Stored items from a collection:

<<<<

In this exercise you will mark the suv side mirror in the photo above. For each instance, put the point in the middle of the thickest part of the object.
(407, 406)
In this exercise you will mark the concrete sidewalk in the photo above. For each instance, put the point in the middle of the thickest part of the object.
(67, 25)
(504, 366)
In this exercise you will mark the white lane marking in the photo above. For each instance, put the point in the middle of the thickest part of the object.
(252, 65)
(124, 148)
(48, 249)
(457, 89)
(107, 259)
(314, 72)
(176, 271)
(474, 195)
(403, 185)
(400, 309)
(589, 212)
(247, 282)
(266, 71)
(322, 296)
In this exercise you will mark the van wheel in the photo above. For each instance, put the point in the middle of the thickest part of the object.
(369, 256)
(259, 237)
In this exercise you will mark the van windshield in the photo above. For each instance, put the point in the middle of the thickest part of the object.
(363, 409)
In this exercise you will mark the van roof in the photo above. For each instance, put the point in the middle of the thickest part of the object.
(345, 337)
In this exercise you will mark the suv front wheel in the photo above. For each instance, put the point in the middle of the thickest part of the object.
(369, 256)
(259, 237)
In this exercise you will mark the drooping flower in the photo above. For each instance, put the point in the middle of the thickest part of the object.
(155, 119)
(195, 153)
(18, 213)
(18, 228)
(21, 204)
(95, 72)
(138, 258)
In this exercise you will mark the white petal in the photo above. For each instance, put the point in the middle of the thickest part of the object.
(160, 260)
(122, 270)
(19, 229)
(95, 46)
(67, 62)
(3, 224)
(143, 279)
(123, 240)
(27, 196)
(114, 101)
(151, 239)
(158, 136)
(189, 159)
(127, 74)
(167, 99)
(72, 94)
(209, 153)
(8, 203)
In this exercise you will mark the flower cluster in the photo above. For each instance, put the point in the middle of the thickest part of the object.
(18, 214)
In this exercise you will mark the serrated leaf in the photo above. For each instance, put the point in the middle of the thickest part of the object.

>>>>

**EXERCISE AIM**
Rewrite the entire listing, substituting "widest part" for each occurrence of "thickest part". Leave everything else unchanged.

**EXERCISE OUTPUT**
In this exercise you will mark the suv side mirror in the photo above. For each instance, put the point in the middle of the widest part of the object.
(407, 406)
In this exercise you will mark the concrete sidewalk in the photo above. For each instance, put the point in the middle of the widest part of the object.
(67, 25)
(504, 366)
In this exercise you will mark the white lane marking in the photo above. For each instance, put the point in the middle of the widest part of the object.
(252, 65)
(124, 148)
(48, 249)
(457, 89)
(107, 259)
(314, 72)
(176, 271)
(474, 195)
(403, 185)
(400, 309)
(589, 212)
(247, 282)
(266, 71)
(322, 296)
In this exercise you will mark the van wheel in the photo above. For each instance, put the point in the middle of the widest part of the object.
(369, 256)
(259, 237)
In this exercise you will mark the van windshield in the photo above. For each instance, put the point in the middle of the widest part of the object.
(363, 409)
In this exercise you will mark the van roof in the photo above. For each instance, put the point in the middle of the widest part of the object.
(345, 337)
In this exercise you will mark the suv front wheel in the photo above. For each instance, put the point in the middle of the widest part of the object.
(369, 256)
(259, 237)
In this exercise you will mark the drooping flower in the photo above. For each instance, put the point in the middle of the widest part of the object.
(155, 119)
(195, 153)
(18, 213)
(18, 228)
(21, 204)
(95, 72)
(138, 258)
In this exercise you will mark the white petal in the photo above. For each instance, put the point in the middle of the widest part of the object.
(160, 260)
(122, 270)
(19, 229)
(95, 46)
(67, 62)
(3, 224)
(143, 279)
(123, 240)
(27, 196)
(114, 101)
(151, 239)
(158, 136)
(189, 159)
(127, 74)
(167, 99)
(72, 94)
(209, 153)
(8, 203)
In this exercise you will mark the flower cluster in the photo above. For each instance, put the point in the middle of the widest part of the object.
(18, 214)
In this exercise you will mark the serrated leaf in the photo above. For each instance, put the point in the middle of the widest part of the object.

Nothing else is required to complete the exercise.